Task description → Can you give all the records again without altering a single character?

Named-object pointing records
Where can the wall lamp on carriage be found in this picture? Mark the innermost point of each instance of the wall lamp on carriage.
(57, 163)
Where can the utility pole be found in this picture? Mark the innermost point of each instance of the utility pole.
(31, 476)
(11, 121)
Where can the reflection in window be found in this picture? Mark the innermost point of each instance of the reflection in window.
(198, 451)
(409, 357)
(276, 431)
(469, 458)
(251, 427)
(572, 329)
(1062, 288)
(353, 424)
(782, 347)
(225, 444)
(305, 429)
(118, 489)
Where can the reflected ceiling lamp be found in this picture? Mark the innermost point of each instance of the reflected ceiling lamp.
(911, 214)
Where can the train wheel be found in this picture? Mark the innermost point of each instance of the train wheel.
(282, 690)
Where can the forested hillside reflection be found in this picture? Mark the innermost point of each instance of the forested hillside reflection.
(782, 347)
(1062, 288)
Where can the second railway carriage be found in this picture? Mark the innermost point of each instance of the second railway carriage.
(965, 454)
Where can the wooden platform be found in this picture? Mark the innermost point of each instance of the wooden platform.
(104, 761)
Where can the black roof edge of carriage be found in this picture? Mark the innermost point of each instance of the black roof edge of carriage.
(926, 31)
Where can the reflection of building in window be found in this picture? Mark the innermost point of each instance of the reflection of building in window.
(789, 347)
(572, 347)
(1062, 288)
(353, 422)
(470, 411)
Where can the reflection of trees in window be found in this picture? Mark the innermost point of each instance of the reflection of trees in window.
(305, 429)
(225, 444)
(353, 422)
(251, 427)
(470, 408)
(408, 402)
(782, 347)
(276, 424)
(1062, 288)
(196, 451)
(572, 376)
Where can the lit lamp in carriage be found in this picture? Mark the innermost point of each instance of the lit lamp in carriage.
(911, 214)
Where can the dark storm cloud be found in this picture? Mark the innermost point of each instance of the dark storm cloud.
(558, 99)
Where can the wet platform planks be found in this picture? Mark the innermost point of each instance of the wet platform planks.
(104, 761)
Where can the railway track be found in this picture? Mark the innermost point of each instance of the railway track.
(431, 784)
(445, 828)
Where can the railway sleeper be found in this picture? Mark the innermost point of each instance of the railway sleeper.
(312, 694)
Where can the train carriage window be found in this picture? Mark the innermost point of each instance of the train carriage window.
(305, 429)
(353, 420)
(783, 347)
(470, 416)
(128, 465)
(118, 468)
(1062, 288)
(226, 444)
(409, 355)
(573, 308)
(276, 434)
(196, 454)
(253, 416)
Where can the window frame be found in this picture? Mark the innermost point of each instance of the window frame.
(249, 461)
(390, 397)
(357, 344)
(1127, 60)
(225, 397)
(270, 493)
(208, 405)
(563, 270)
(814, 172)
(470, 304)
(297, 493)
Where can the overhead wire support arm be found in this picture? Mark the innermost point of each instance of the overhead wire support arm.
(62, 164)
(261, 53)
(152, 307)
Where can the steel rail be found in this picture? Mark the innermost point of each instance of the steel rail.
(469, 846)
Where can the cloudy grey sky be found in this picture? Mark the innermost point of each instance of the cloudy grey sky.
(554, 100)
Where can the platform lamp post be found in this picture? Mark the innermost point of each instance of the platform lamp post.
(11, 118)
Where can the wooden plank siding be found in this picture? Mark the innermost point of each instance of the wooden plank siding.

Solution to this exercise →
Where can the wall lamp on carriage be found in this picture? Mark the innermost point of each instance of the wall lamp on carriage.
(57, 163)
Where can the utility pole be found in this picture? Mark the innermost point of each instance of the utility pole.
(31, 476)
(11, 121)
Where can the reflection in window be found in this picture? Mark the innermost point of each instance of the reflection in window.
(198, 451)
(409, 357)
(276, 431)
(469, 458)
(251, 427)
(572, 329)
(1062, 288)
(353, 424)
(782, 347)
(225, 444)
(305, 429)
(118, 489)
Where can the reflected ceiling lamp be found in this picture? Mark the innermost point of each instance of the reflected ceiling lamp.
(911, 214)
Where can the train wheel be found in this picture? Mark the innermost point of each instance of the train wheel.
(282, 690)
Where can the forested hillside reflection be found in this picture? Mark the innermost point of each instance of the forested hillside reflection.
(782, 347)
(1062, 288)
Where can the second railway carriage be found in this picture? Mark the innermost point of each instance of the second railway carriage.
(965, 454)
Where can the wooden platform be found in this picture? Mark the innermost point of each instance of the wooden platform.
(104, 761)
Where can the black roof edge of carriage be found in this picture? Mark the innermost point of each instance of the black roof edge of carriage.
(926, 31)
Where can the reflection of building in window be found in this picture? Mark the innermost point of each instance of the reflection of building in window.
(789, 347)
(572, 347)
(1062, 288)
(353, 422)
(470, 411)
Where can the reflection of trees in window be found in this picture? Mark the innermost point of each instance of the reflection of trees in window.
(305, 429)
(225, 444)
(353, 422)
(251, 427)
(470, 408)
(408, 402)
(782, 347)
(276, 424)
(1062, 288)
(196, 451)
(572, 376)
Where can the lit lamp in carriage be found in this picture? Mark the innermost point of each instance of the lit lamp in carriage.
(911, 214)
Where can the dark storm cloud be found in this picture? Mark the innermost point of each instance of the dark storm cloud.
(558, 99)
Where can the wet platform planks be found in this picture? Mark the innermost point of each instance of the wet platform planks.
(104, 761)
Where can the railway track be found in this picture? Mark the innermost point of each instance of the railway track.
(431, 784)
(445, 828)
Where can the railway sleeper be found in this picture? Mark the innermost point of each instance of the railway sleeper.
(312, 694)
Where can the train carriage window be found in this picture? Mark the innermost point of each instance of the train carriage window.
(305, 429)
(353, 420)
(783, 347)
(470, 416)
(128, 465)
(118, 468)
(1062, 288)
(226, 444)
(409, 355)
(573, 308)
(276, 434)
(196, 454)
(253, 416)
Where can the window frame be found in this picture? Mark the innermost point of each instance of the window frame.
(249, 461)
(390, 397)
(357, 344)
(1127, 60)
(225, 397)
(270, 493)
(208, 405)
(563, 270)
(814, 172)
(470, 304)
(297, 493)
Where can the overhead wire support arm be found in this picture? Mark the innermost point of each instance of the overhead wire support arm.
(62, 164)
(261, 53)
(152, 307)
Where can the steel rail be found in this picture? Mark the innermost point of each instance of the steel rail.
(469, 846)
Where can the cloudy grey sky be found in this picture? Mark the innermost point of each instance of the cloudy grey sky.
(554, 100)
Where can the platform lamp post be found in this picture? Mark the innermost point of each instance of the platform lamp post.
(11, 118)
Where can the wooden plank siding be found in this picture? Mark the innermost point of each instance of the wooden plank siding.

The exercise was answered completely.